**PROBLEM DETAILS**
Write all of the lines below out again, exactly as they stand.
┏━━
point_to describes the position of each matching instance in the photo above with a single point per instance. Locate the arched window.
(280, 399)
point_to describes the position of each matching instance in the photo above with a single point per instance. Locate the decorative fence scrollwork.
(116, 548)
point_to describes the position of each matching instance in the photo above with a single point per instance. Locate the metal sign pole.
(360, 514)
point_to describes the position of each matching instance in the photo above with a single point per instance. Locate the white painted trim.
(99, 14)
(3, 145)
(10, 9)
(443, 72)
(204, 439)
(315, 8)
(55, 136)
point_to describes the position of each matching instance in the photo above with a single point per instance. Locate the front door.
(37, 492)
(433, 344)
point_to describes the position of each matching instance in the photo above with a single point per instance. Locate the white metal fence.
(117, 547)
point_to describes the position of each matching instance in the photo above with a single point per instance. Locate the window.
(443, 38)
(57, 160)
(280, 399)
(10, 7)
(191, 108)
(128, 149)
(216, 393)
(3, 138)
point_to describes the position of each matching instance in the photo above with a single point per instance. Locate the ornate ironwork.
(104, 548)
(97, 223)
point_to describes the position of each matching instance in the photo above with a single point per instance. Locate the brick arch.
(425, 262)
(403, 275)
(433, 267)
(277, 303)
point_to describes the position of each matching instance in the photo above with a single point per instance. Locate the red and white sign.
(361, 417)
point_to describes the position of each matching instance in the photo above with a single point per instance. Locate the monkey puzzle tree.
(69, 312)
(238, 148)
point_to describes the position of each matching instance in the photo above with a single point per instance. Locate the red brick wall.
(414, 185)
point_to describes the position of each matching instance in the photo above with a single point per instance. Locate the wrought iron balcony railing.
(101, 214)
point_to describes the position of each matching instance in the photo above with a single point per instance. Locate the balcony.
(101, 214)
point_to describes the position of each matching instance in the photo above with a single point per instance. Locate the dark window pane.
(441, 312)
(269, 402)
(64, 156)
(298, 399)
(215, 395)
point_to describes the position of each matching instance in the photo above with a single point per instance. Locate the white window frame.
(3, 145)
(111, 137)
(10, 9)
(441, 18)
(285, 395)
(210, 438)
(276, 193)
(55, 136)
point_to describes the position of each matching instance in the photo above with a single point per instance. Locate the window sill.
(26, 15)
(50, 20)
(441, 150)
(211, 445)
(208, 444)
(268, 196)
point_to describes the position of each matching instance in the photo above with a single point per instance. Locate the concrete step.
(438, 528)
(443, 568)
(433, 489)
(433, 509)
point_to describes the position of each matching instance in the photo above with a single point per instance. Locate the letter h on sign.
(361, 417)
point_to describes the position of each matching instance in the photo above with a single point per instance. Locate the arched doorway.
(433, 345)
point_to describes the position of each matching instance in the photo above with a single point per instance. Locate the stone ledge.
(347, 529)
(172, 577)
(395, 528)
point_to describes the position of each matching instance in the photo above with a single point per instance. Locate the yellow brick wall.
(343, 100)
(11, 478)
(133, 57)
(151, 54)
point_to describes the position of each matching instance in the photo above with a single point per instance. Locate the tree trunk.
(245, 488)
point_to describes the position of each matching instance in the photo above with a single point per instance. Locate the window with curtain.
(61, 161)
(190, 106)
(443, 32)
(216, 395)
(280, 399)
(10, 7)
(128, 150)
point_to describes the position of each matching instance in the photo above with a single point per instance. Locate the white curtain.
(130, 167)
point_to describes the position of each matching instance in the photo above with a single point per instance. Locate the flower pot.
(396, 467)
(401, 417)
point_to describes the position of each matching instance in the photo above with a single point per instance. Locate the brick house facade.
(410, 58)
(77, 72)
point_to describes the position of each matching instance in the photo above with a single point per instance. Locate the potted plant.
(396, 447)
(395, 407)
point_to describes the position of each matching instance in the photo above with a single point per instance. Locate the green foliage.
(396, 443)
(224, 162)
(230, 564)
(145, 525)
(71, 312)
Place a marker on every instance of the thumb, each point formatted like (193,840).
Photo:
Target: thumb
┗━━
**COMPLETED TASK**
point_to describes the position of each matching instance in the photo above with a single point per instance. Locate the arched window.
(280, 399)
point_to describes the position of each matching instance in the photo above with a single point per instance. Locate the decorative fence scrollwork.
(116, 548)
point_to describes the position of each matching instance in the photo above with a single point per instance. Locate the metal sign pole.
(360, 514)
point_to describes the position of each matching instance in the photo above with a single point per instance. Locate the white painted trim.
(99, 14)
(3, 145)
(10, 9)
(443, 72)
(204, 439)
(315, 8)
(55, 136)
point_to describes the position of each matching instance in the photo above with a single point per instance. Locate the front door.
(37, 492)
(433, 344)
point_to describes the position of each matching instance in the photo above with a single point per instance. Locate the white metal fence.
(117, 547)
point_to describes the position of each matching instance in the photo above with a single point per instance. Locate the window.
(443, 38)
(57, 160)
(280, 399)
(10, 7)
(191, 108)
(128, 149)
(216, 393)
(3, 138)
point_to describes the position of each matching instance in the photo above with a single point per instance. Locate the ornate ironwork.
(104, 548)
(97, 223)
point_to describes the position of each matching instance in the photo above with a single point per instance. Locate the brick arch.
(425, 262)
(403, 275)
(433, 267)
(277, 303)
point_to describes the position of each matching instance in the photo above with a single point per instance. Locate the red and white sign.
(361, 417)
point_to describes the position of each matching instance in the photo above with a single point per instance. Locate the monkey puzzle tree.
(69, 312)
(238, 148)
point_to describes the position of each matching instance in the photo above with a single point per instance. Locate the red brick wall.
(414, 185)
point_to describes the position of each matching instance in the photo above with a single point per instance. Locate the wrought iron balcony railing.
(101, 214)
point_to describes the position of each matching instance in the photo above with a single point per instance. Locate the balcony.
(101, 214)
point_to describes the position of each matching instance in the photo above with a single point per instance. Locate the dark window pane.
(441, 312)
(269, 402)
(64, 156)
(298, 399)
(215, 395)
point_to describes the position of each matching instance in the photo above with a single point per instance. Locate the white window frame.
(3, 145)
(111, 137)
(10, 9)
(441, 18)
(285, 395)
(210, 438)
(276, 193)
(55, 136)
point_to describes the position of each matching instance in the photo above with a single point per instance. Locate the window sill.
(26, 15)
(50, 20)
(441, 150)
(211, 445)
(208, 444)
(268, 196)
point_to describes the position of each matching instance in the photo above with a single point per instance. Locate the concrete step.
(438, 528)
(443, 568)
(433, 489)
(433, 509)
point_to describes the position of each matching instance in the photo above with a single point per instance. Locate the letter h on sign.
(361, 417)
point_to describes the position of each matching instance in the photo above with a single point per instance. Locate the arched doorway.
(433, 345)
point_to describes the position of each matching instance in the photo above with a single point per instance. Locate the stone ledge.
(347, 529)
(172, 577)
(395, 528)
point_to describes the position of each matching instance in the photo above with a single point per instance. Locate the yellow brick wall.
(343, 100)
(11, 478)
(133, 57)
(151, 54)
point_to describes the position of each matching instance in the photo above with a single point per instance. Locate the tree trunk.
(245, 488)
point_to describes the position of each matching instance in the photo above with a single point per instance. Locate the window with curtain.
(61, 161)
(190, 106)
(443, 32)
(216, 395)
(280, 399)
(10, 7)
(128, 150)
point_to describes the position of each matching instance in the photo above with a single point per instance. Locate the white curtain.
(130, 167)
point_to describes the position of each matching instance in the photo above with a single point per instance. Locate the flower pot.
(396, 467)
(401, 417)
point_to describes the position of each matching instance in the photo above with a single point per instance. Locate the brick house facade.
(410, 58)
(77, 72)
point_to describes the position of each matching instance in the photo above with a single point per instance. Locate the potted plant.
(396, 447)
(395, 407)
point_to describes the position of each matching instance in the photo above with a single point per instance. Locate the green foliage.
(396, 443)
(224, 162)
(230, 564)
(145, 525)
(71, 312)
Place a marker on every instance of the thumb, each point formatted like (193,840).
Photo:
Target: thumb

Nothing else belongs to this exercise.